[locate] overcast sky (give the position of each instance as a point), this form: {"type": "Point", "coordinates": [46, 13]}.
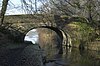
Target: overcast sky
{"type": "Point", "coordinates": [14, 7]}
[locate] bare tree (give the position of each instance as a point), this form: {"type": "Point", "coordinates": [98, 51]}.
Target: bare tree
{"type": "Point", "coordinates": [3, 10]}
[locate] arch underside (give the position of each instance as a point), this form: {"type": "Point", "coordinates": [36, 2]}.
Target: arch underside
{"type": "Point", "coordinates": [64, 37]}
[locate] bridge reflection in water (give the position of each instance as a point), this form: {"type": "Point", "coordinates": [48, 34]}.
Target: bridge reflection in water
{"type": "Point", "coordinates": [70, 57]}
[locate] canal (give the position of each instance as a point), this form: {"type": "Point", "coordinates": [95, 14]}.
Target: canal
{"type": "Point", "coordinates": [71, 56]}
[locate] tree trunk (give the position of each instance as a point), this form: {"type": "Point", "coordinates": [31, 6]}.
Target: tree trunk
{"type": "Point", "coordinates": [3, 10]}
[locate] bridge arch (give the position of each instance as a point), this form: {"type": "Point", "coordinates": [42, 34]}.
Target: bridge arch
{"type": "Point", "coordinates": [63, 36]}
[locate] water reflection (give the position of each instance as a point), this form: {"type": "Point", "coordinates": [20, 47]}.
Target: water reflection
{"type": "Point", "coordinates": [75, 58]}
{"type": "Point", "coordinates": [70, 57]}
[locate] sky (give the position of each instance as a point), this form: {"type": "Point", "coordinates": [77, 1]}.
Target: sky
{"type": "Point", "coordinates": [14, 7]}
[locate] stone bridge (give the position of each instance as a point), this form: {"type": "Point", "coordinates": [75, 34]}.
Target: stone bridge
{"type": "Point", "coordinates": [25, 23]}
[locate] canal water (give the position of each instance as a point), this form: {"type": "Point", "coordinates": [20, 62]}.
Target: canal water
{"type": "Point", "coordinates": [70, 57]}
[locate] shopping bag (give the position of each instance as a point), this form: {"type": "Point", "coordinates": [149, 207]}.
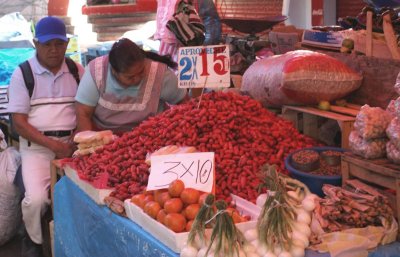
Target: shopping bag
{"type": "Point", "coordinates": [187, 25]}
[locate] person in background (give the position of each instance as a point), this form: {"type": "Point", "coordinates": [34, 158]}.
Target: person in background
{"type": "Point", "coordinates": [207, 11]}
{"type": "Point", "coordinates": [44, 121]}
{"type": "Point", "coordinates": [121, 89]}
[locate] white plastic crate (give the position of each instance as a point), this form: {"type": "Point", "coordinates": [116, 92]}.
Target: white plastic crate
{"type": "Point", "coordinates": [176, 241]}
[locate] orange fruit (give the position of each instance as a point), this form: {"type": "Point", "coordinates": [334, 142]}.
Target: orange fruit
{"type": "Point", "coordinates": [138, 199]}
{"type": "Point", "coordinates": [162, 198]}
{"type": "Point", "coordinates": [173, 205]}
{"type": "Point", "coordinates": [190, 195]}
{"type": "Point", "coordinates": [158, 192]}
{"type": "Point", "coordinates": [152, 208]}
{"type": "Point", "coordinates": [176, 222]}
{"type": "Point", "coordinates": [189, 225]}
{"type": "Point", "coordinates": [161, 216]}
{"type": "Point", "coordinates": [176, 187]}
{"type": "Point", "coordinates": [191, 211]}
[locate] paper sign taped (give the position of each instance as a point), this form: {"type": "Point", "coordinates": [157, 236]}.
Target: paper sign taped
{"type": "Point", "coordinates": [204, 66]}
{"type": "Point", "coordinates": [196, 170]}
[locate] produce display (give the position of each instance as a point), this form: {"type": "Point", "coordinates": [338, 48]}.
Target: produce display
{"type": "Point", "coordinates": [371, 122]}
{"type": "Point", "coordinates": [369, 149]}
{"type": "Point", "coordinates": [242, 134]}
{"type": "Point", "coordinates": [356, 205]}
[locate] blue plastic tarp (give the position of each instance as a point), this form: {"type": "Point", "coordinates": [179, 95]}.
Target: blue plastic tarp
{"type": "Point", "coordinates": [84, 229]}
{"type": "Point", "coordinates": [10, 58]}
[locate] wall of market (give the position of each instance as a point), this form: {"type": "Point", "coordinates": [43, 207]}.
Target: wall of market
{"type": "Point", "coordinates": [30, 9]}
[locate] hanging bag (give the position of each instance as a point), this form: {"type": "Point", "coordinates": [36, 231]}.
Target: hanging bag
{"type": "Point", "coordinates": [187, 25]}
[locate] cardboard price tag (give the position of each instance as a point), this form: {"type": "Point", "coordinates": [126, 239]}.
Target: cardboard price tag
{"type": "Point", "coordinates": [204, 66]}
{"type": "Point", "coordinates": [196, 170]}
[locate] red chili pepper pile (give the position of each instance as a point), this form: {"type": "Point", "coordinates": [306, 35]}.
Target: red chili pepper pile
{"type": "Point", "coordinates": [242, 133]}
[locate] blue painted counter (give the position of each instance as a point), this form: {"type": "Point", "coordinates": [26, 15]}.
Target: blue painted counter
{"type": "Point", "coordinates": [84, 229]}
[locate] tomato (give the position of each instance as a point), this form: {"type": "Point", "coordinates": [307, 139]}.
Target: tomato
━━━━━━━━━━━━━━━━━━━━━━━━━━━━━━
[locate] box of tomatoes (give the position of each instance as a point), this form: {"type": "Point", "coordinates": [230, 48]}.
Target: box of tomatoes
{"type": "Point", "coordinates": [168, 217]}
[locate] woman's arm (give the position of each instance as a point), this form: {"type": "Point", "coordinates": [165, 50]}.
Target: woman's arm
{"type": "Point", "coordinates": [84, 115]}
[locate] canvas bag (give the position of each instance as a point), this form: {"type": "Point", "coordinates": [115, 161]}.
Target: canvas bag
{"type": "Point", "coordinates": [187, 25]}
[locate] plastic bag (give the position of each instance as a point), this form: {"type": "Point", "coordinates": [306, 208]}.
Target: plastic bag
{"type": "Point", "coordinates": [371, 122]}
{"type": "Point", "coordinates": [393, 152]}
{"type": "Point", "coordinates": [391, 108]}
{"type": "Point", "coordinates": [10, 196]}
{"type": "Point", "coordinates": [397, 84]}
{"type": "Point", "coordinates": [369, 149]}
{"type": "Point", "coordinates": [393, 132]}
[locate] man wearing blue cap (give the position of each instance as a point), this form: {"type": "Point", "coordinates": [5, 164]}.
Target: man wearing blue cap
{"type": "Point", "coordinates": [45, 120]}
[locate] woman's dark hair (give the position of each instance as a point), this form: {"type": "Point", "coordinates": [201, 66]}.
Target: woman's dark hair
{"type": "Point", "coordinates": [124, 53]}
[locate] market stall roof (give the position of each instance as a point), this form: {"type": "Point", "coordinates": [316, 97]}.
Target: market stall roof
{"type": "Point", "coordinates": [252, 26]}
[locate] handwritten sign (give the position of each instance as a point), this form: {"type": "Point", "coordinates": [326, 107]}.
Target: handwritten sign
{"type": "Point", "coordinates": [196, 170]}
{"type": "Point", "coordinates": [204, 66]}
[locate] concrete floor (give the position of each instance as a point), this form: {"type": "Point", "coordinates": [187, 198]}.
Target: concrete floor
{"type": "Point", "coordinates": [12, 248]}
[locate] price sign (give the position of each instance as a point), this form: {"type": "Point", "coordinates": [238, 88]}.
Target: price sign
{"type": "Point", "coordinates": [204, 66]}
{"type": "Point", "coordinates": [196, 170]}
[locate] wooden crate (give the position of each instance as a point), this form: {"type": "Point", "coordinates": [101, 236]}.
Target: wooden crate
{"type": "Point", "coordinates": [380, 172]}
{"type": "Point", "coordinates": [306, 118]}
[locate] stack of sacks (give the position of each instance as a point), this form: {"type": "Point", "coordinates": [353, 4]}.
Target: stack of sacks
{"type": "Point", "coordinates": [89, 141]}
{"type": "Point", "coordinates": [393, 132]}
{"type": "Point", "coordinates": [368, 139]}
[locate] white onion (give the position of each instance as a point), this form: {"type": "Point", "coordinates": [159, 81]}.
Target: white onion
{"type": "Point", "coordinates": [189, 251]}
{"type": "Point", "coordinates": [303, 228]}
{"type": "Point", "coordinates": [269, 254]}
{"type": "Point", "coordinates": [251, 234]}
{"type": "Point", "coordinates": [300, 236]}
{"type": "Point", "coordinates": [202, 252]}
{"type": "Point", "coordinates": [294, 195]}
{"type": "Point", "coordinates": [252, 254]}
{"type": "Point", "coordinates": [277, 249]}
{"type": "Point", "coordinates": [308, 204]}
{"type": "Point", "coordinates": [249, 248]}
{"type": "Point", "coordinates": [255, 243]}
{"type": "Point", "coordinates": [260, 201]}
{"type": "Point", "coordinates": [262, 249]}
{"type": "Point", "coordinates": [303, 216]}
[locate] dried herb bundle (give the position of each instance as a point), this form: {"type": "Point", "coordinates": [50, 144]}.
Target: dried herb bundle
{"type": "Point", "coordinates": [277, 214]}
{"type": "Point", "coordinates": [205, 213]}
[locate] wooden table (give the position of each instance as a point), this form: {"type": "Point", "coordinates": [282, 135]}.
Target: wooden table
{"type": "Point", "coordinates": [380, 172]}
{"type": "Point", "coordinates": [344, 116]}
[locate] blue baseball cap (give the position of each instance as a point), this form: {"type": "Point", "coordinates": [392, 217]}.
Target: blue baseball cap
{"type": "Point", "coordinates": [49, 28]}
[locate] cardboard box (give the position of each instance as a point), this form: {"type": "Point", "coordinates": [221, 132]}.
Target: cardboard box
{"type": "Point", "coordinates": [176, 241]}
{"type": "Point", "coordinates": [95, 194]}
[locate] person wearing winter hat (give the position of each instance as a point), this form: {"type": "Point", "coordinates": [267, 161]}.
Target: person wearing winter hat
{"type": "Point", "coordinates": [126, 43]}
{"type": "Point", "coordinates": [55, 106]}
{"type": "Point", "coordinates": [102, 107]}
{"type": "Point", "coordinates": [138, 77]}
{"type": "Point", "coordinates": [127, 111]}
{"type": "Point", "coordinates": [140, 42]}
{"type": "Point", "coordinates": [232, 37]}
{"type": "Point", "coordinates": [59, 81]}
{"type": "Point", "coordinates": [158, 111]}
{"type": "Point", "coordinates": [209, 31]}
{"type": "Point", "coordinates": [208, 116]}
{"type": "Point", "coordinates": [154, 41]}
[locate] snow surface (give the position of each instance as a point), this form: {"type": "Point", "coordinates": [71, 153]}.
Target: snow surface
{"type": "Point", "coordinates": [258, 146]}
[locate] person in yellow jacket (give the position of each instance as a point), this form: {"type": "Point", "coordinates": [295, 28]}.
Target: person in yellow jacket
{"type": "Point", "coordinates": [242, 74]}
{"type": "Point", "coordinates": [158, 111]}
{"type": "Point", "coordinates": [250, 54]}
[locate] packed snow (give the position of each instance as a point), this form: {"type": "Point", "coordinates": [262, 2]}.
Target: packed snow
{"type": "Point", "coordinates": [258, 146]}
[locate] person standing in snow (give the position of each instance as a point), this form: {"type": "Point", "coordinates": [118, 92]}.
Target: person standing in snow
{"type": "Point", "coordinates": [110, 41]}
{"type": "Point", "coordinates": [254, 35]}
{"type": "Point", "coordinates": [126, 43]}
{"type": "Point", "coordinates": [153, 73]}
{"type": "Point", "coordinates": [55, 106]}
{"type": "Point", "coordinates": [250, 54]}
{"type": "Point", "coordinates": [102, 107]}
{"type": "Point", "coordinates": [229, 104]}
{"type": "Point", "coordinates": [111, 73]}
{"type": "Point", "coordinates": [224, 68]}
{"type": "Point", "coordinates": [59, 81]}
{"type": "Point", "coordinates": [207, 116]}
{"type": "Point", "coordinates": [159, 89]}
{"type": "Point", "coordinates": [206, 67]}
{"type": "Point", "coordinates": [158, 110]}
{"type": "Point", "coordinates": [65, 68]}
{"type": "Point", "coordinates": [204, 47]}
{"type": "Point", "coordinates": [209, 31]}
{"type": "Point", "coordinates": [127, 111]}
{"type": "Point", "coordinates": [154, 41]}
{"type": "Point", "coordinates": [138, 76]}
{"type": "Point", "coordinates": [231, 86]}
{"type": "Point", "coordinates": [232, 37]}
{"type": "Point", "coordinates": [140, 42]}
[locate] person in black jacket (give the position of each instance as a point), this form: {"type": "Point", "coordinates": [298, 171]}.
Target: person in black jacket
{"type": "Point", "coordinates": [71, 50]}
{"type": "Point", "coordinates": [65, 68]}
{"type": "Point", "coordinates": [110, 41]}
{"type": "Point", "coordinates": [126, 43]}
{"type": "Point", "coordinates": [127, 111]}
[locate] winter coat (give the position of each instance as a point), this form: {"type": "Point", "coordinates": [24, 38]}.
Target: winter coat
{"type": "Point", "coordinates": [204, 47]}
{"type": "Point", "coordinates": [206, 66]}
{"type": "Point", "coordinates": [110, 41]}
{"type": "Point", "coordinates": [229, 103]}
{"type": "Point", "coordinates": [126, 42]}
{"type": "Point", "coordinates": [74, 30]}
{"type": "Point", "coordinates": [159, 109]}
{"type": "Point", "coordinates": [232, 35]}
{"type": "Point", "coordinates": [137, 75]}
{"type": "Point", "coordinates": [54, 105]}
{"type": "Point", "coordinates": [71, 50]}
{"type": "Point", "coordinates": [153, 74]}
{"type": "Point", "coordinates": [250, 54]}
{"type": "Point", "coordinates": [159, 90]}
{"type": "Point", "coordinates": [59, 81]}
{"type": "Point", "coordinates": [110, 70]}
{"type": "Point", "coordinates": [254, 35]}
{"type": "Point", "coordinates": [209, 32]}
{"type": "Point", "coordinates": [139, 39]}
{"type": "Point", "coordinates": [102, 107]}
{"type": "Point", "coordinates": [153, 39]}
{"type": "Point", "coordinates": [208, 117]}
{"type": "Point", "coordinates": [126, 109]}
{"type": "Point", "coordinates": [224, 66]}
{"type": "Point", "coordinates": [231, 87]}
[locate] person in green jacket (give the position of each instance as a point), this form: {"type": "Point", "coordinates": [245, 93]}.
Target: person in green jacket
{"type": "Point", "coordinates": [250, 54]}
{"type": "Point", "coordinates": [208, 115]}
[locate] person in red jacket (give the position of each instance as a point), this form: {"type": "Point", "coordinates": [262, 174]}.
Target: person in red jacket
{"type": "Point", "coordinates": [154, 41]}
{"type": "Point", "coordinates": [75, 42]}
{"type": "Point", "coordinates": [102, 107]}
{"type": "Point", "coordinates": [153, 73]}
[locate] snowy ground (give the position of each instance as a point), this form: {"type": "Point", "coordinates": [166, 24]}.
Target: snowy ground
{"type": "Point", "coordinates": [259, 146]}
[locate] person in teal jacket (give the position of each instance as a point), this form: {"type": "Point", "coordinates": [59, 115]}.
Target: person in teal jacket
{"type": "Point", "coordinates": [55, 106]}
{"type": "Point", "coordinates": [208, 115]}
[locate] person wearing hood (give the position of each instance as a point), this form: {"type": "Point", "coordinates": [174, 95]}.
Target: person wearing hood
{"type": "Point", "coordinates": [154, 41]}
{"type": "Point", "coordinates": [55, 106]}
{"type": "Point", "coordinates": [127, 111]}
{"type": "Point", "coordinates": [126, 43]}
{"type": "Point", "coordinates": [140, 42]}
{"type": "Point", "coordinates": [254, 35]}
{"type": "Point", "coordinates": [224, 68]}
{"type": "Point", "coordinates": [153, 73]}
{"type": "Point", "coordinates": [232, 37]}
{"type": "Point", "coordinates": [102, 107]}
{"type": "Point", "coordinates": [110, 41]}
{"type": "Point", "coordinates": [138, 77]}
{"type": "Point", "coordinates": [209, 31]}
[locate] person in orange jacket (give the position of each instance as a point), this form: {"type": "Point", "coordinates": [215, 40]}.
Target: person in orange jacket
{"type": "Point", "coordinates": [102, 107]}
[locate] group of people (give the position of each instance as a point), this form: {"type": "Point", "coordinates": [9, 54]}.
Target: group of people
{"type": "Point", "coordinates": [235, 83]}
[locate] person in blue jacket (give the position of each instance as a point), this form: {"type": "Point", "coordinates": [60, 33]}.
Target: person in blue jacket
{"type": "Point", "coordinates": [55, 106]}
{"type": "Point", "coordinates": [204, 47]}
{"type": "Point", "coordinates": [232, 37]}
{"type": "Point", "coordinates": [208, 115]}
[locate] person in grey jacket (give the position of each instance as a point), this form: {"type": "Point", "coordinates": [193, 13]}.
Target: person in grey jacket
━━━━━━━━━━━━━━━━━━━━━━━━━━━━━━
* **Goal**
Please write out everything from the line containing "[locate] tomato (give" down to the line containing "Target: tomato", swapping "position" for "location" and leaving all else unchanged.

* **Reply to the task**
[locate] tomato (give the location of each instance as a point), this form: {"type": "Point", "coordinates": [307, 139]}.
Target: tomato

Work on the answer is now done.